| TASK DETAILS |
Produce an exact copy of the lines from the line containing "Every instance of the low-rise" through the last line of the entries below, and only those lines.

| ENTRIES SUPPLIED |

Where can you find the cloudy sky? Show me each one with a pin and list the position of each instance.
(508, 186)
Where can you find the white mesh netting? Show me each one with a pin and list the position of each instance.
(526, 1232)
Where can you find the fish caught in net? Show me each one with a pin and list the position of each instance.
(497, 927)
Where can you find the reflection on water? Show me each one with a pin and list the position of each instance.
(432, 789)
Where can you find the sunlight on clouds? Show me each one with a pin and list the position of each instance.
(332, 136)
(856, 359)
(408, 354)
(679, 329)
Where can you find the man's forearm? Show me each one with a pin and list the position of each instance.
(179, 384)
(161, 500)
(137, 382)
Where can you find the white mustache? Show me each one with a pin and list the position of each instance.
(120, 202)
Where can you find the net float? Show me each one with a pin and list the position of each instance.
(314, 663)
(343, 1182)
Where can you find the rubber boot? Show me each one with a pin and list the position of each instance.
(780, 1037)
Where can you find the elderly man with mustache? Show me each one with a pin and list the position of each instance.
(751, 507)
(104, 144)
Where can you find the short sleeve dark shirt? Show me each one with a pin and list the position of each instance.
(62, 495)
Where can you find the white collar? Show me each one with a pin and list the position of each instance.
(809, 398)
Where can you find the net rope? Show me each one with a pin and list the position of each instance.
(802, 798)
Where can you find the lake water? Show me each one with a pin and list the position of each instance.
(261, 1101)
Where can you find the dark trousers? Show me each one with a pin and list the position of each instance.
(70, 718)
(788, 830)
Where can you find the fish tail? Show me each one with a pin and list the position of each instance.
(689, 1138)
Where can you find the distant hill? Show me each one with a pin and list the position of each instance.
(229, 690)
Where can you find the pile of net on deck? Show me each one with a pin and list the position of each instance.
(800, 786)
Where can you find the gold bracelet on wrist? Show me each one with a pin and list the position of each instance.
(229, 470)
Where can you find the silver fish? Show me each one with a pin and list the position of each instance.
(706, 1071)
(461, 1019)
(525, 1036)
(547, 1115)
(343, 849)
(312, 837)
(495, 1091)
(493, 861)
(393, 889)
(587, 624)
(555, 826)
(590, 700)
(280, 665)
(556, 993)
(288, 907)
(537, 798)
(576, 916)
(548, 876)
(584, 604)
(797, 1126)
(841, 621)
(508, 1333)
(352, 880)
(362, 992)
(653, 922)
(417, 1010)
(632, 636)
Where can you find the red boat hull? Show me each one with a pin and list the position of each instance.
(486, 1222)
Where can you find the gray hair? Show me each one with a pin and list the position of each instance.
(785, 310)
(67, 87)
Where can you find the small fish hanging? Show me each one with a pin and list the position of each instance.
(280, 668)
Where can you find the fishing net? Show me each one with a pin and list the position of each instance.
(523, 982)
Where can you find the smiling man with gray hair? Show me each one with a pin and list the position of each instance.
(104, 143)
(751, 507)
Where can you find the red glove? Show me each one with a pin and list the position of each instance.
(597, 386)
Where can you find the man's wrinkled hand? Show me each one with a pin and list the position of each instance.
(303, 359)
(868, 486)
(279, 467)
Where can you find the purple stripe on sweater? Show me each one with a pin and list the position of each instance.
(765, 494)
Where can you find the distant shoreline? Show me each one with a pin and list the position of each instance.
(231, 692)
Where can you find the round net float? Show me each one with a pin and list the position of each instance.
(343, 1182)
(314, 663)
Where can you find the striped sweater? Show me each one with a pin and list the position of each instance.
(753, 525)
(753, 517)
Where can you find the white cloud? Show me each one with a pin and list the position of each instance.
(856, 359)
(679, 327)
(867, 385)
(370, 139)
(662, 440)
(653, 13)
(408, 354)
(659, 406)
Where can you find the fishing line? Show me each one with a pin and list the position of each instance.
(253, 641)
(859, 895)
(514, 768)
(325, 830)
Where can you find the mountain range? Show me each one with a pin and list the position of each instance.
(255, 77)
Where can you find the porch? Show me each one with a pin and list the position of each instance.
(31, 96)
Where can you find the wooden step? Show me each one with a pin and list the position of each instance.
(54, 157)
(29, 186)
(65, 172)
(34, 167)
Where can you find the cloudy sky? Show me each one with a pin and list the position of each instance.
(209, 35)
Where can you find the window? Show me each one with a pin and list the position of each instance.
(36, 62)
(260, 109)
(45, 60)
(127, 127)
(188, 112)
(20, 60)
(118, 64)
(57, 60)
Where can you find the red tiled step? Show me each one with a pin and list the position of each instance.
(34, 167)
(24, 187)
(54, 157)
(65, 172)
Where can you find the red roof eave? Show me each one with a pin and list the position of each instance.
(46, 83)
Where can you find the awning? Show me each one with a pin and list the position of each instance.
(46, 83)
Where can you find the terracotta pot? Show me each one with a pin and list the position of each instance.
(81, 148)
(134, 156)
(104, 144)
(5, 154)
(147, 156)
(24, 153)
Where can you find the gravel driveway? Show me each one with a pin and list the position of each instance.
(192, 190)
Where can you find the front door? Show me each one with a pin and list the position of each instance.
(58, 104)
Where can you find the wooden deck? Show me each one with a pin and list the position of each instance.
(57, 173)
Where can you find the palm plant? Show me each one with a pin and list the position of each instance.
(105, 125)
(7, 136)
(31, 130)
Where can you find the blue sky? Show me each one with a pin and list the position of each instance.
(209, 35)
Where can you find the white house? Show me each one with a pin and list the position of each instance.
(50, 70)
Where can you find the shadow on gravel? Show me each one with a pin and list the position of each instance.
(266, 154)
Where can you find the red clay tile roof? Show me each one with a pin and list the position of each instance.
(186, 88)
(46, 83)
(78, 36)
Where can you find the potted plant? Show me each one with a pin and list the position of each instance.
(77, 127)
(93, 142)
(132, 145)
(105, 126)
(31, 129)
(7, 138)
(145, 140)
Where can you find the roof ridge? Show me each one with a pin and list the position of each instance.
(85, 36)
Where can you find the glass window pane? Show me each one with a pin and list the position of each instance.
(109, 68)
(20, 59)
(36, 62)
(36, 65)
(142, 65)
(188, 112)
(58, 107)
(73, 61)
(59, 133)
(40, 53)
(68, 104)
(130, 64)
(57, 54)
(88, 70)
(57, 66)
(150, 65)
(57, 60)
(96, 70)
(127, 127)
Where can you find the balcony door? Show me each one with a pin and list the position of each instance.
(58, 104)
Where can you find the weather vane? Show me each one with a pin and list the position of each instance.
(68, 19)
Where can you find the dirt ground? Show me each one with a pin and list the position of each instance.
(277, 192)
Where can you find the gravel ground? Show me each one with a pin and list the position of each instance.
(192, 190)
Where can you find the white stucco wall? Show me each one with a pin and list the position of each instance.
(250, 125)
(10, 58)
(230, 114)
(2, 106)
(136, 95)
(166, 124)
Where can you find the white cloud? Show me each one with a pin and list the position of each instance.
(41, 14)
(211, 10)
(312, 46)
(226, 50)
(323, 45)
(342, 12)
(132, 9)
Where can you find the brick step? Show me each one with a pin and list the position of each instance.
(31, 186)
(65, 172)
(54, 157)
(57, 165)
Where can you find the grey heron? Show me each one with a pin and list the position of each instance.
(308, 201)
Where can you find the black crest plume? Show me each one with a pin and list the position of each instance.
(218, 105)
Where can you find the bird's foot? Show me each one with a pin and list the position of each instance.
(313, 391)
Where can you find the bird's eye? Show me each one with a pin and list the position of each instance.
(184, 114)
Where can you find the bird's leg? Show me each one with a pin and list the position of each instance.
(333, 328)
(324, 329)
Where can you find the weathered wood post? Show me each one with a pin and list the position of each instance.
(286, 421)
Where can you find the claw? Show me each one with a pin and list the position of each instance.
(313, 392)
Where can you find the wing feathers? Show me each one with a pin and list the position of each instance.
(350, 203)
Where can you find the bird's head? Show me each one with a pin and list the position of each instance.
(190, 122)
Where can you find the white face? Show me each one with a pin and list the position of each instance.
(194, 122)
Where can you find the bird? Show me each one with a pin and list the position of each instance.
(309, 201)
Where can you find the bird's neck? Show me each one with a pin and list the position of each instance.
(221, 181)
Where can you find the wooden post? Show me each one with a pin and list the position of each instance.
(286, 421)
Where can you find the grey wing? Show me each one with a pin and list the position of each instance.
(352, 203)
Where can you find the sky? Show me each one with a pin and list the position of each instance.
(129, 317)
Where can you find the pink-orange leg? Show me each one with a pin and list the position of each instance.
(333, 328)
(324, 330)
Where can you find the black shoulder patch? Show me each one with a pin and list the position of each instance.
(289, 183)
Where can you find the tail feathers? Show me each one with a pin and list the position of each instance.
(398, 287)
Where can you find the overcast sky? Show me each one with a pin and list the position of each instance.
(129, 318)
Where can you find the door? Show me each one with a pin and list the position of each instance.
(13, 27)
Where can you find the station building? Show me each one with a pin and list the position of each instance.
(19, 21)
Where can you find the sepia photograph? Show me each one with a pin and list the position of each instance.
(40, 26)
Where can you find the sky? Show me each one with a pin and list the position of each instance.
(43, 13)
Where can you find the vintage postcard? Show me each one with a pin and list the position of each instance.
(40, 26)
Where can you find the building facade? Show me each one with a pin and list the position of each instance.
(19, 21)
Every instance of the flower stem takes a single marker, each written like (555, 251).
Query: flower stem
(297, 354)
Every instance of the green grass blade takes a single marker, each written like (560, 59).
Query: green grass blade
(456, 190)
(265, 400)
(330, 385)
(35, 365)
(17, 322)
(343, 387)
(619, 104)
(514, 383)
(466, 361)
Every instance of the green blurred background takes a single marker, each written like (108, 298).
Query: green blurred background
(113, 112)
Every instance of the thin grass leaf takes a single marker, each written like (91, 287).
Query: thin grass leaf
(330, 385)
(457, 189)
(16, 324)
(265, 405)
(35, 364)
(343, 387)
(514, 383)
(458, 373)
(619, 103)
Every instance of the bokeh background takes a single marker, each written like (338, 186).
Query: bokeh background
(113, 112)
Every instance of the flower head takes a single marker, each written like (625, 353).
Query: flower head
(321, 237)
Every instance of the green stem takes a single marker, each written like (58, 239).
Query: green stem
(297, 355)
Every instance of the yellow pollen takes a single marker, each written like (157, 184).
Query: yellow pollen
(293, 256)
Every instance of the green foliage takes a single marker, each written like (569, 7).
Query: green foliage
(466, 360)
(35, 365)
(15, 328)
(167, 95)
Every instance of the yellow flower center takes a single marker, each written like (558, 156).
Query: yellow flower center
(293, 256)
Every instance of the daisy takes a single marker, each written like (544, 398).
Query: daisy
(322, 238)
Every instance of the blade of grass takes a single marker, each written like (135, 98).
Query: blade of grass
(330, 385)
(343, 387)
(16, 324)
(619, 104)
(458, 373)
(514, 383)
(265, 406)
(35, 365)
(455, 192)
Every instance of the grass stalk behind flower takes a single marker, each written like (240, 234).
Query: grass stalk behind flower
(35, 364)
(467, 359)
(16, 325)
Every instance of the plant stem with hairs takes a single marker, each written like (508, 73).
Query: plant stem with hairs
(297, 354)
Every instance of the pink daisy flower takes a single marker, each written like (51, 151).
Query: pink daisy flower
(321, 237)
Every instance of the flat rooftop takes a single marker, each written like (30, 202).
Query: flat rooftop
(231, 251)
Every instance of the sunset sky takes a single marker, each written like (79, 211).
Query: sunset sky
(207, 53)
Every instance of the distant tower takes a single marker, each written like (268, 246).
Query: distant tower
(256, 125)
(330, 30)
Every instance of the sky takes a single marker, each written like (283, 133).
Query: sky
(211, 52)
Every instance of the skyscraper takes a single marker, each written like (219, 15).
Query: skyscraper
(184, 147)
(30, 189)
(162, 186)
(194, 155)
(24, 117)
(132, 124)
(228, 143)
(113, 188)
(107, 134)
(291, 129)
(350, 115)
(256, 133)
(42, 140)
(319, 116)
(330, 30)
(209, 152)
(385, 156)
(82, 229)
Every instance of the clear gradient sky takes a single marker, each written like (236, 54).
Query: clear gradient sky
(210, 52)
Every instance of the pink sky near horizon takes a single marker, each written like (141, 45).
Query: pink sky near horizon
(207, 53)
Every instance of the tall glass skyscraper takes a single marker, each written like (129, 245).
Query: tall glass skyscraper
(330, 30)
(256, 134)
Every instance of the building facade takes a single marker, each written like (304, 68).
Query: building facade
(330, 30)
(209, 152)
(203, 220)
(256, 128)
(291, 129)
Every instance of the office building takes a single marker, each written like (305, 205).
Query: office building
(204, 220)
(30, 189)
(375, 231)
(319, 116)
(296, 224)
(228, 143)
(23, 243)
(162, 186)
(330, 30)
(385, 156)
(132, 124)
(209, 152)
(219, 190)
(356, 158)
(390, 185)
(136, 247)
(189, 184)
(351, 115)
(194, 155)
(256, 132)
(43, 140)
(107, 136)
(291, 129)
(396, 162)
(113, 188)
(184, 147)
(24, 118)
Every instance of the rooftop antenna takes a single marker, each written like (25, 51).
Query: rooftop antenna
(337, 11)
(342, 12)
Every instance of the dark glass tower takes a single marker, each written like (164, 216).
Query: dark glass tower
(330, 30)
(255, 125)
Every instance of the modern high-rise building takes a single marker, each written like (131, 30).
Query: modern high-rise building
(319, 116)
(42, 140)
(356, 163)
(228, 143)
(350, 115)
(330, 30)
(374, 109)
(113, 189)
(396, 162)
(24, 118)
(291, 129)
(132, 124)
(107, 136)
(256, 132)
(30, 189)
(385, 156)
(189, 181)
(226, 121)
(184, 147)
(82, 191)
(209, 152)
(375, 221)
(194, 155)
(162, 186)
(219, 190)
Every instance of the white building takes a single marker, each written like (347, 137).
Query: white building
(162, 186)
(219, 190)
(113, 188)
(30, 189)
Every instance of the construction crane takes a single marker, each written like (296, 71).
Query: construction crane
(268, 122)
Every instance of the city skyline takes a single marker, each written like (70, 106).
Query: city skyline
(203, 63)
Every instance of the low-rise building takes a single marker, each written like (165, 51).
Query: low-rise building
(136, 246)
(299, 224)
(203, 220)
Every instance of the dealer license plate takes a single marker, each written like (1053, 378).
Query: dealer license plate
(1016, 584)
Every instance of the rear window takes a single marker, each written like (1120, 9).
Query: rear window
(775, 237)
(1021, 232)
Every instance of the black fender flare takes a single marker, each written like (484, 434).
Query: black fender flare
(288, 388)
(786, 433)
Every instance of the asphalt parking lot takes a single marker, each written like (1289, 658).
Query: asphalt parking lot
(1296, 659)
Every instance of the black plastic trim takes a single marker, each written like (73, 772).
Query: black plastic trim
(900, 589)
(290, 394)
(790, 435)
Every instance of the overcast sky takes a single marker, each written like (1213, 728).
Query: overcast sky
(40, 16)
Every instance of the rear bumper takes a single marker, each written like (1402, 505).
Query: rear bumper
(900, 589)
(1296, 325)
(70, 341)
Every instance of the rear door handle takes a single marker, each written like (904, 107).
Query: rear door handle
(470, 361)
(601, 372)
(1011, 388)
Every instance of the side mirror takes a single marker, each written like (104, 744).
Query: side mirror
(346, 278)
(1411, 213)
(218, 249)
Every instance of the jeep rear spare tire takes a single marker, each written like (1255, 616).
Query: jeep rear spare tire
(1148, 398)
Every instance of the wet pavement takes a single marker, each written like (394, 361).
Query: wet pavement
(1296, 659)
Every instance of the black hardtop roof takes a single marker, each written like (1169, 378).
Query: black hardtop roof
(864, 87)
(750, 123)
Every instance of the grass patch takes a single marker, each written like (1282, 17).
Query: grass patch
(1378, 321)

| TASK OUTPUT |
Every instance of the low-rise building takes a single marker, each written like (165, 51).
Query: low-rise building
(136, 246)
(299, 224)
(203, 220)
Every instance of the dealer license plate takes a single marker, each written like (1053, 378).
Query: dealer license plate
(1016, 584)
Every instance of the rear window takes a single marker, each written like (1120, 9).
Query: rear window
(775, 237)
(1021, 232)
Every instance of the black fender flare takes a single marker, each written like (484, 434).
Query: black fender flare
(288, 388)
(786, 433)
Every instance of the asphalt parking lot takes a single marker, each written like (1289, 658).
Query: asphalt parking lot
(1296, 659)
Every instance of the black plastic trim takes a single marker, each written like (73, 772).
Query: black plastic trim
(900, 589)
(290, 394)
(790, 435)
Every instance of the overcast sky takes a single marker, each written like (1213, 728).
Query: overcast sky
(40, 16)
Every instance of the rear bumper takes a single marker, each written like (1402, 505).
Query: rear bumper
(900, 589)
(1296, 325)
(70, 341)
Every instance of the rear door handle takes a single marker, each written like (904, 107).
Query: rear door handle
(470, 361)
(601, 372)
(1011, 388)
Every instance of the side mirror takes a single marker, each written like (104, 744).
Query: side mirror
(346, 278)
(1411, 213)
(218, 249)
Every instance of the jeep rear spare tire takes a single marker, each written like (1255, 616).
Query: jeep rear spare tire
(1148, 398)
Every instance of the wet pavement takes a single marker, each written like (394, 361).
Query: wet pavement
(1296, 659)
Every instance of the black hardtop roof takes a single marker, each written like (1169, 378).
Query: black hardtop roof
(864, 87)
(750, 123)
Every instance of the grass patch takes a single marker, each written like (1282, 17).
Query: grass patch
(1378, 321)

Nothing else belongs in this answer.